Your task is to filter the entries and copy every line containing the string "below".

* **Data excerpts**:
════════════════════
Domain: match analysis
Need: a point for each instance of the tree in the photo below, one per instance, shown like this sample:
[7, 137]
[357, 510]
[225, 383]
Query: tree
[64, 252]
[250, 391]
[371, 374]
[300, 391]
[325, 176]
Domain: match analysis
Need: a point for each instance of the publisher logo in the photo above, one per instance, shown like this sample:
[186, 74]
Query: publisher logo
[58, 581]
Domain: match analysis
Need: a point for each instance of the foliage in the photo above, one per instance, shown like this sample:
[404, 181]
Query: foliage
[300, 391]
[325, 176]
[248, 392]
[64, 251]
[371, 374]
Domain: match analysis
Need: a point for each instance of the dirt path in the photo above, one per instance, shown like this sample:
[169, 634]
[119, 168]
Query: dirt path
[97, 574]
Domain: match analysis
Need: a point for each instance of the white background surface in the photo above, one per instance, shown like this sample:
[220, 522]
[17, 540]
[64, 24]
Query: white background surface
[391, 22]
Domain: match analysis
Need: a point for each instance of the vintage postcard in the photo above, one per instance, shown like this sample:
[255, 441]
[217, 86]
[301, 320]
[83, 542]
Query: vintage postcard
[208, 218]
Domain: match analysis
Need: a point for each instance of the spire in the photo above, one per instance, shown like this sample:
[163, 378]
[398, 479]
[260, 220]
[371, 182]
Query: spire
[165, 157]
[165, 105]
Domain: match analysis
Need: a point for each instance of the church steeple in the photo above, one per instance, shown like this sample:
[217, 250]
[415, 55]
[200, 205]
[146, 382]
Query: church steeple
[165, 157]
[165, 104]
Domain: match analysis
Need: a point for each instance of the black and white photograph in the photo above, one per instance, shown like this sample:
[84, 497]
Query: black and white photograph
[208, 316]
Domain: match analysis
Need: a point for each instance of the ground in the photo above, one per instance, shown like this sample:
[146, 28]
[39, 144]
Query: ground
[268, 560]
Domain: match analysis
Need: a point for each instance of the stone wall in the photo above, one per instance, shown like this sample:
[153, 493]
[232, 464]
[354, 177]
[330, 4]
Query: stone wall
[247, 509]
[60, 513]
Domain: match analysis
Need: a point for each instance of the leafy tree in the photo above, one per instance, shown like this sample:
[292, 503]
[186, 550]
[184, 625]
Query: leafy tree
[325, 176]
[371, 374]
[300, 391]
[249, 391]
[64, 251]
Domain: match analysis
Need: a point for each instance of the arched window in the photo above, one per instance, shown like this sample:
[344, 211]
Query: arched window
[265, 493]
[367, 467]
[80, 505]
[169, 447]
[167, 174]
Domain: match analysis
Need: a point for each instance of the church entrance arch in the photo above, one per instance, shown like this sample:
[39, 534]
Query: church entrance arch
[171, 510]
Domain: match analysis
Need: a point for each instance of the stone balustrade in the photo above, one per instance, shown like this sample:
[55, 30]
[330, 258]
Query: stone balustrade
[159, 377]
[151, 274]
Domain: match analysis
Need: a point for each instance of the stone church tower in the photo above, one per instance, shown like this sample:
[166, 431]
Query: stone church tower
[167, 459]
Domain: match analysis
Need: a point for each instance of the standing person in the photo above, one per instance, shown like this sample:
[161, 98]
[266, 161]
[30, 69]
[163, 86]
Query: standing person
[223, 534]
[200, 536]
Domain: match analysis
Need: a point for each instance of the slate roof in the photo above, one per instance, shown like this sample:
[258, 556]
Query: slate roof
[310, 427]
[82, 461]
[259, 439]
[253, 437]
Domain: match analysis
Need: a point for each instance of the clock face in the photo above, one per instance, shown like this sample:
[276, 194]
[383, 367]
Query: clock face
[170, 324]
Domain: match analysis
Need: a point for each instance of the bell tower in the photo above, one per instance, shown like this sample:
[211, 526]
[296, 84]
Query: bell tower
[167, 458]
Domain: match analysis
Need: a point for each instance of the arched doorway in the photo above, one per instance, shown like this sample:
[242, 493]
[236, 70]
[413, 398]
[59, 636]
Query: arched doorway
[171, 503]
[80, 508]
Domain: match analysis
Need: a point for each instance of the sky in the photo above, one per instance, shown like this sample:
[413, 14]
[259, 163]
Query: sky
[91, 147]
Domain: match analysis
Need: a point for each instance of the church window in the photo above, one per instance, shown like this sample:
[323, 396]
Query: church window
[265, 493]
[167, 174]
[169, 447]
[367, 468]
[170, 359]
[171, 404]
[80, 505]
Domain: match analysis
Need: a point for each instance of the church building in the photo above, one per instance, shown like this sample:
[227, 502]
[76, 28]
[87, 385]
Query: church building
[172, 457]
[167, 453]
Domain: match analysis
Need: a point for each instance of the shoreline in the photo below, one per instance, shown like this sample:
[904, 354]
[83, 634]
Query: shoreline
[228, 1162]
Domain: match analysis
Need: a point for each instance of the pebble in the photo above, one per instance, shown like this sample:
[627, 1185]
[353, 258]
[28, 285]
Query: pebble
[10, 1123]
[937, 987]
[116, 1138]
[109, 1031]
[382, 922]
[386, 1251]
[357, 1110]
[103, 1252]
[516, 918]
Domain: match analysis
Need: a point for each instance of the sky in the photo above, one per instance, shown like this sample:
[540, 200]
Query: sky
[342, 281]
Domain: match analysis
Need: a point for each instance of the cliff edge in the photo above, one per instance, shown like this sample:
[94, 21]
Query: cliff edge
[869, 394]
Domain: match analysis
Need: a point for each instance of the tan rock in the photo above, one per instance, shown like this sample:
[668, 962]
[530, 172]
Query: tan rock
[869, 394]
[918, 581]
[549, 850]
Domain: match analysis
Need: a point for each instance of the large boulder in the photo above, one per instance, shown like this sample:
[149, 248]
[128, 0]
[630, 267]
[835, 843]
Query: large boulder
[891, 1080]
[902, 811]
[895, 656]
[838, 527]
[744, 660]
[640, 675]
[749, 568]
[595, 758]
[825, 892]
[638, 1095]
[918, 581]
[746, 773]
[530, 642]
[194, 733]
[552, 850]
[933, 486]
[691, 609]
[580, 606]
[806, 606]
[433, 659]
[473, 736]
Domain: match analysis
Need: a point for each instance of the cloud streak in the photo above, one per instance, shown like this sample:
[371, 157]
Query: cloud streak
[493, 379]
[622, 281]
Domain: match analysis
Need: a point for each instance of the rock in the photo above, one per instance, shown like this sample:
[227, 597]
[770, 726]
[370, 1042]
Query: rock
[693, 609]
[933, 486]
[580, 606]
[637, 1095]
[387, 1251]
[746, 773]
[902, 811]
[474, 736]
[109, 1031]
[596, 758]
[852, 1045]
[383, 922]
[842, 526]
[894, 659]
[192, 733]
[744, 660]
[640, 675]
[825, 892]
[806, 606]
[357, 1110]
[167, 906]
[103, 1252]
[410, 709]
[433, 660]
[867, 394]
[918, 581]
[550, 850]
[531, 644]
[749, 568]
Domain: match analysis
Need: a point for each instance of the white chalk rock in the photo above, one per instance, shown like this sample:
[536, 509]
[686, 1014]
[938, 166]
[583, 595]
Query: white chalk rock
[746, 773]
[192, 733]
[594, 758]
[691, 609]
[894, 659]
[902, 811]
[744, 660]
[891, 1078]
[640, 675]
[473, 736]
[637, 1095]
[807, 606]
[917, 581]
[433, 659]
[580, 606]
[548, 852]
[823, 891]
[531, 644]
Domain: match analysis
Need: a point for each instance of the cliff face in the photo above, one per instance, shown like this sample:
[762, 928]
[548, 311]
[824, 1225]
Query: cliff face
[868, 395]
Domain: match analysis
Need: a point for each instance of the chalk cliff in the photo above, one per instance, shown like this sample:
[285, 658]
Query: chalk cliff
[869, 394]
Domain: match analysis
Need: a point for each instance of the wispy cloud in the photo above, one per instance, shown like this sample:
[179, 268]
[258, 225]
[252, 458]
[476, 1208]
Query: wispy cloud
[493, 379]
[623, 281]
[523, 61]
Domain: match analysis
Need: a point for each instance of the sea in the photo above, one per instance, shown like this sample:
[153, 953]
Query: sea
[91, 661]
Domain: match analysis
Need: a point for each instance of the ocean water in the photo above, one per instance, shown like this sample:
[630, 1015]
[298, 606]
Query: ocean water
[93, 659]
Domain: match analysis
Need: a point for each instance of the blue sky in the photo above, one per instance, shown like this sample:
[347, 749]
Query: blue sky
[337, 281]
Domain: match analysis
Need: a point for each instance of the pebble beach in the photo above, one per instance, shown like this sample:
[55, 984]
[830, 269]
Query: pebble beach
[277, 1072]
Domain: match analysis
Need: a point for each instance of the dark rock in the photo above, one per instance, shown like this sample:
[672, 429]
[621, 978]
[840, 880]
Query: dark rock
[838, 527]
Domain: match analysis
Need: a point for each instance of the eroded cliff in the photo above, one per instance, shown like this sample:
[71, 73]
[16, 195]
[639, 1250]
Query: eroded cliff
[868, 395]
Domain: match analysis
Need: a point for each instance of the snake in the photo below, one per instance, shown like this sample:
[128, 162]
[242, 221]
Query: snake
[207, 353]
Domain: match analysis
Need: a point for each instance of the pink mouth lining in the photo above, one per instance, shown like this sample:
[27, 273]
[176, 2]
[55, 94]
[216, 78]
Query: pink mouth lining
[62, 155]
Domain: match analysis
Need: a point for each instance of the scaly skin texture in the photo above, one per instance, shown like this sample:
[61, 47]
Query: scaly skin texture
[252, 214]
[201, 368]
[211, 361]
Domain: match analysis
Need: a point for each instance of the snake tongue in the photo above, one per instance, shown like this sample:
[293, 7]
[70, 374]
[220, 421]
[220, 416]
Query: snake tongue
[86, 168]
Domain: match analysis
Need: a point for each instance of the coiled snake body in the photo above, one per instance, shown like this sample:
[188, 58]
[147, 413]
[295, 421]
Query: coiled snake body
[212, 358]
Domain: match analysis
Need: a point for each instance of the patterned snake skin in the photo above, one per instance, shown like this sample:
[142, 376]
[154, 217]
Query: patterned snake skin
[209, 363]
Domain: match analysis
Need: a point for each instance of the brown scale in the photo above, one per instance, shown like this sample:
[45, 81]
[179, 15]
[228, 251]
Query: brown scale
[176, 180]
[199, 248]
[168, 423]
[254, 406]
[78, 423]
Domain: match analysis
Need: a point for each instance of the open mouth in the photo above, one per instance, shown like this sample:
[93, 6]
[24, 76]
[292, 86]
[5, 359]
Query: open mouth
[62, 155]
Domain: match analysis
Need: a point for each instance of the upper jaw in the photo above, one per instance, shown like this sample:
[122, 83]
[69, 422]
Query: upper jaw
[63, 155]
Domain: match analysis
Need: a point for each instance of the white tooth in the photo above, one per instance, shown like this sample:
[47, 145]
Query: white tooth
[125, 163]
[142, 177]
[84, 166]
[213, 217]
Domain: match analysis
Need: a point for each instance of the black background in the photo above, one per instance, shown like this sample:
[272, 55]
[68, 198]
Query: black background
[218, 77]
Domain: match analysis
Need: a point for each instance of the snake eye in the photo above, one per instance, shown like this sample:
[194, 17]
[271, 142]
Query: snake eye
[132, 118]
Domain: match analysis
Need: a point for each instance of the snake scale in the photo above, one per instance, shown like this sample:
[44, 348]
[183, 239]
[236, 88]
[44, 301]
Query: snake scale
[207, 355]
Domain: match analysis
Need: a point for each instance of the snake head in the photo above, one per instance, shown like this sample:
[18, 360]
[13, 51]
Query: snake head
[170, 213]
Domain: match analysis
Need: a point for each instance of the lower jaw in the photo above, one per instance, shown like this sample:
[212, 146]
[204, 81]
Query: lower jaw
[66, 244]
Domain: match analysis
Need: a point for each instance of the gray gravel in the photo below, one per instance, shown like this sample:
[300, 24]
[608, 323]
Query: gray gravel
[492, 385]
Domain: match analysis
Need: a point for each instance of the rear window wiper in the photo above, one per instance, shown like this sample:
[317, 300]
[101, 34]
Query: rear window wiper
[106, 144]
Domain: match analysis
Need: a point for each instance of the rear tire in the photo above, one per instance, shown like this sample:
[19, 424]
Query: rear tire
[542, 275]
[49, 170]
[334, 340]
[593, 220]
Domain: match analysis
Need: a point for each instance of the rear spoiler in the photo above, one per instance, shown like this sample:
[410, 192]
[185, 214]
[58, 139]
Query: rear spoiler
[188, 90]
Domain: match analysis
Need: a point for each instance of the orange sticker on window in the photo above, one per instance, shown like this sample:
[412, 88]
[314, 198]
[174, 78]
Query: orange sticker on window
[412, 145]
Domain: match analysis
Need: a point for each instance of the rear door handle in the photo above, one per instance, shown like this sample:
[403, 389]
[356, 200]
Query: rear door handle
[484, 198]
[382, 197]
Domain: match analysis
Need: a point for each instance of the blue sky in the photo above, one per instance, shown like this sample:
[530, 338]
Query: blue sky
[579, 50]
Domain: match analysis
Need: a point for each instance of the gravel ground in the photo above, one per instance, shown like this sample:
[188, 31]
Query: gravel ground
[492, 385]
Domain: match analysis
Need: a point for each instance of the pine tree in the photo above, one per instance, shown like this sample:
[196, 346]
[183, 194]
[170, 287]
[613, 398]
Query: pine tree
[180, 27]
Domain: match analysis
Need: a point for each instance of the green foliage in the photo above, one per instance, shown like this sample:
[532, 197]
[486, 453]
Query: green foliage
════════════════════
* **Task answer**:
Need: a point for each instance of the tree in the photo below, one per instance, shown like this sample:
Need: a point for each instance of the shoreline in the photo below, one per instance, shown like this sample:
Need: a point for each instance of the snake in the photo below, one per instance, shown like this sample:
Need: a point for each instance of the gray gravel in the photo below, one per instance, shown like this sample:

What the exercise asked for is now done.